* _Consigne_:
D'après l'extrait ci-dessous sur la modernité européenne, de quels processus la modernité européenne occidentale est-elle indissociable ?

═════ Extrait du document ═════

La modernité européenne occidentale est indissociable de processus d'objectification croissante du monde, visant à rendre ses composantes distinctes, observables et donc contrôlables. L'importance contemporaine des « catégories » pour penser et gouverner – des sociétés, des individus, des réalités non humaines – repose sur des épistémologies et des pratiques de l'abstraction théorique, de la définition, du classement, de la hiérarchisation, de la différenciation ou encore de l'assignation. La production de ces outils d'entendement et d'analyse du monde doit donc être pensée conjointement avec les transformations historiques des rapports de domination et avec l'imposition de conditions de vie matérielles inégalitaires (Chow 1998; Curiel 2013; Grosfoguel 2022; Colin et Quiroz 2023).

═════ Données enregistrées ═════

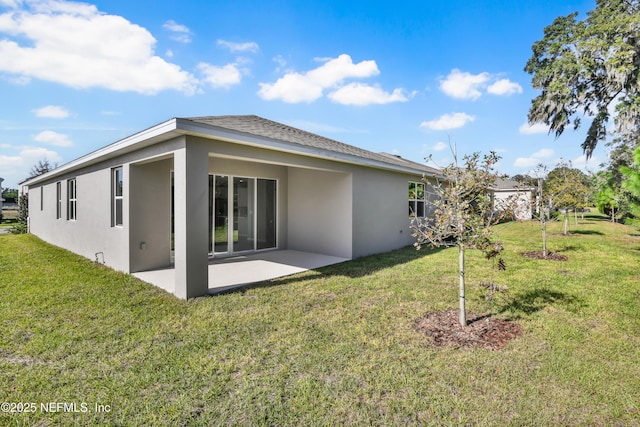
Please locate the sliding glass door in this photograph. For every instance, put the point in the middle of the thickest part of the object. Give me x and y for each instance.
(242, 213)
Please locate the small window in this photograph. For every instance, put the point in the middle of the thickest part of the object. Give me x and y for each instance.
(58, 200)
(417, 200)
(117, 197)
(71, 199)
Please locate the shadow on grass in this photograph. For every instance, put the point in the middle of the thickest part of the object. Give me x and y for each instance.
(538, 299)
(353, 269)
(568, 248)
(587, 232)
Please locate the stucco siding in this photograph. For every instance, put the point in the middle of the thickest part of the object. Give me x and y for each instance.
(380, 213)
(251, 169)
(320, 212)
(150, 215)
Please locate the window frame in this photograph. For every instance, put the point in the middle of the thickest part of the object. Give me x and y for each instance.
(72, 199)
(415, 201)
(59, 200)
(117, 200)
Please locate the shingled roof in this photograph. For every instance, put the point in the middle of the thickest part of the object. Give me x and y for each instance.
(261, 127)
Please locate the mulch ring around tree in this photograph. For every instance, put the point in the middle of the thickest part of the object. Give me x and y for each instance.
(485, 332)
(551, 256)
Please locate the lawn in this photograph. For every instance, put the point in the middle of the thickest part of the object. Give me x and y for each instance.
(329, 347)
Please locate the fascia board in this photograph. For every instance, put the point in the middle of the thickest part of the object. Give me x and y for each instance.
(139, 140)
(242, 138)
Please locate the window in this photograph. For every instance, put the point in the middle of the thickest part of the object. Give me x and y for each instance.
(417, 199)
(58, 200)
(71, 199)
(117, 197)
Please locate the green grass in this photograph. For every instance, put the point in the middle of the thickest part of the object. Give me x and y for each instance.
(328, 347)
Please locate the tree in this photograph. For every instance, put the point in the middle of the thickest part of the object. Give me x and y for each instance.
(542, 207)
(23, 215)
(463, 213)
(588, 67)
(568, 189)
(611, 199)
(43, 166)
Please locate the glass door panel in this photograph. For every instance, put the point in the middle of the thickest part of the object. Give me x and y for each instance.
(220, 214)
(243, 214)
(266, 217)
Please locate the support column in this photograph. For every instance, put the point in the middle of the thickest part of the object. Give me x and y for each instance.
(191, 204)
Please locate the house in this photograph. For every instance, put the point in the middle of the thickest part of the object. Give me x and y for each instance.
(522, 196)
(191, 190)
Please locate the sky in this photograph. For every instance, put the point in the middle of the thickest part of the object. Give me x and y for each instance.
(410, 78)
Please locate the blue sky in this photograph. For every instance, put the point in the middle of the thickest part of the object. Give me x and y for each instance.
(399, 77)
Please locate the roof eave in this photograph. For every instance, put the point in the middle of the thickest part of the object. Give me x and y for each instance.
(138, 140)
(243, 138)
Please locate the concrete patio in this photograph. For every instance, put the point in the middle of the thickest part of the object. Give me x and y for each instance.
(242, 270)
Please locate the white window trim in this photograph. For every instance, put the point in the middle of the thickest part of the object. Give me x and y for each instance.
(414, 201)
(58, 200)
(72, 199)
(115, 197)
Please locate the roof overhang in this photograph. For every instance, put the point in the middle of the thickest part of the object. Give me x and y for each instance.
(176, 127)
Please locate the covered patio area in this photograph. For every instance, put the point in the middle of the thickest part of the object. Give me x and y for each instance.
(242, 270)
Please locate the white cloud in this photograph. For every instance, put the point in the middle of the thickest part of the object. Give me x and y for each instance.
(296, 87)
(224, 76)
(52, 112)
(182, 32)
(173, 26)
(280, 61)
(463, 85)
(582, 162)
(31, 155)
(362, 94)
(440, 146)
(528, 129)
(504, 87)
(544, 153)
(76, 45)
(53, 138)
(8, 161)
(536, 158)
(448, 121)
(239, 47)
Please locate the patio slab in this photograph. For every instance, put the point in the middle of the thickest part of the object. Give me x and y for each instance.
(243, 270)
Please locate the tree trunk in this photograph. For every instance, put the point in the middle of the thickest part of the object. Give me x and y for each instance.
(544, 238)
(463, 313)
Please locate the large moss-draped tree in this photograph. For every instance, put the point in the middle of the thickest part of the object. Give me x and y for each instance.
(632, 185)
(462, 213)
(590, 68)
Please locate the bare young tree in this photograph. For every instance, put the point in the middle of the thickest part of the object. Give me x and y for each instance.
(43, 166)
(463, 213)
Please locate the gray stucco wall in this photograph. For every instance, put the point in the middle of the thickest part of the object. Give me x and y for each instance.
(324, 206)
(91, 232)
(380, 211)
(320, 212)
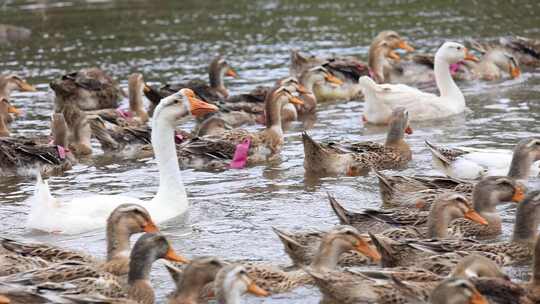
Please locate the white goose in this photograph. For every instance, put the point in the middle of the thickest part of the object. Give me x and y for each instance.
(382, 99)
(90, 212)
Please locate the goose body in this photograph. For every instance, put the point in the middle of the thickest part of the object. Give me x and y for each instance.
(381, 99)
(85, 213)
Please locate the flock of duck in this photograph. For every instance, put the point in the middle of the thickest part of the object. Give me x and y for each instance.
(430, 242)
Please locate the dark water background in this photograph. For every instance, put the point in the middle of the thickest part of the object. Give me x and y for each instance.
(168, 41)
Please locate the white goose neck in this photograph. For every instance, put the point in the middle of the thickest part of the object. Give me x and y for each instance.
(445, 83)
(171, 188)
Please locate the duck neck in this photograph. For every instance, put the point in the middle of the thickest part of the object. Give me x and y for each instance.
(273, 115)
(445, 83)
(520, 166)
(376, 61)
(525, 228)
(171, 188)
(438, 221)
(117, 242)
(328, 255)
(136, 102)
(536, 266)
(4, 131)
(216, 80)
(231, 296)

═════

* _Corrigé_:
De processus d'objectification croissante du monde, visant à rendre ses composantes distinctes, observables et donc contrôlables.